• _Problem_
Echo each of the entries below exactly as it appears, line for line.

─── Data rows

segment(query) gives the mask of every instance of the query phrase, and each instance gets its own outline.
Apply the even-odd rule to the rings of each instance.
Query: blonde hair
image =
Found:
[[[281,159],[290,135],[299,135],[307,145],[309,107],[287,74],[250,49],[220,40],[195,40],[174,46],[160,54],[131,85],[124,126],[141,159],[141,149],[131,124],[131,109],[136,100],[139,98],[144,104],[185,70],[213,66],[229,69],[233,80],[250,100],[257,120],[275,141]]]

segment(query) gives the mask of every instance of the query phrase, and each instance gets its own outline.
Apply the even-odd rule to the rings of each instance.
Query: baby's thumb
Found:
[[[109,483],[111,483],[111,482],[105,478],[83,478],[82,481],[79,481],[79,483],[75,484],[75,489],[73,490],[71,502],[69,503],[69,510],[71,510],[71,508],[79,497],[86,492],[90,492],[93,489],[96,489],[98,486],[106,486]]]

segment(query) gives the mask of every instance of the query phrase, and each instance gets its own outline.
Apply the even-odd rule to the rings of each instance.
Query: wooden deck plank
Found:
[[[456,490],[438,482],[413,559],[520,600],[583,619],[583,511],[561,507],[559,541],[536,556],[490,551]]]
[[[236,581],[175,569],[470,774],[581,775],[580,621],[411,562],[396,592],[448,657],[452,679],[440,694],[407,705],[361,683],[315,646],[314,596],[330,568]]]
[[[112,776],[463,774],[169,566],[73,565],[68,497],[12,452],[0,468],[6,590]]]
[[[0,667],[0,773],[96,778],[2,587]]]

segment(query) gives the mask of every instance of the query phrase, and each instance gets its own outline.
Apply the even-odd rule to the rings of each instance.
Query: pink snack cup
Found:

──────

• _Expected output_
segment(query) gives the mask of every instance of the query phrase, and each instance gets its own outline.
Apply the even-odd rule to the rings of each instance.
Query: blonde hair
image =
Found:
[[[281,159],[290,135],[299,135],[307,145],[309,107],[287,74],[250,49],[220,40],[195,40],[174,46],[160,54],[131,85],[124,126],[141,159],[141,149],[131,124],[131,109],[136,100],[139,98],[144,104],[185,70],[213,66],[229,69],[233,80],[250,100],[257,120],[275,141]]]

segment(query) gives the mask of every instance of the query phrase, and each instance gets its own outline.
Apply the even-odd rule to the rings of each instance.
Query: baby's thumb
Found:
[[[109,483],[111,483],[111,482],[105,478],[83,478],[82,481],[79,481],[79,483],[75,484],[75,489],[73,490],[71,502],[69,503],[69,510],[71,510],[71,508],[79,497],[86,492],[90,492],[93,489],[96,489],[98,486],[106,486]]]

segment(query) gives the mask of every instance of the query phrase, and each instance gets its own outline.
Apply the even-odd rule to the rings of each instance.
Query: wooden deck plank
Found:
[[[456,490],[438,482],[413,559],[520,600],[583,619],[583,511],[561,507],[559,541],[536,556],[490,551]]]
[[[236,581],[175,569],[470,774],[581,775],[580,621],[411,562],[396,592],[448,657],[452,679],[440,694],[407,705],[361,683],[315,646],[314,596],[330,568]]]
[[[112,776],[463,774],[169,566],[73,565],[68,497],[12,452],[0,468],[6,590]]]
[[[0,667],[0,773],[96,778],[2,587]]]

segment(query) gives the mask of every instance of the query phrase, and each instance gets its own outline.
Apply the even-odd rule to the rings of each instance.
Query: pink snack cup
Found:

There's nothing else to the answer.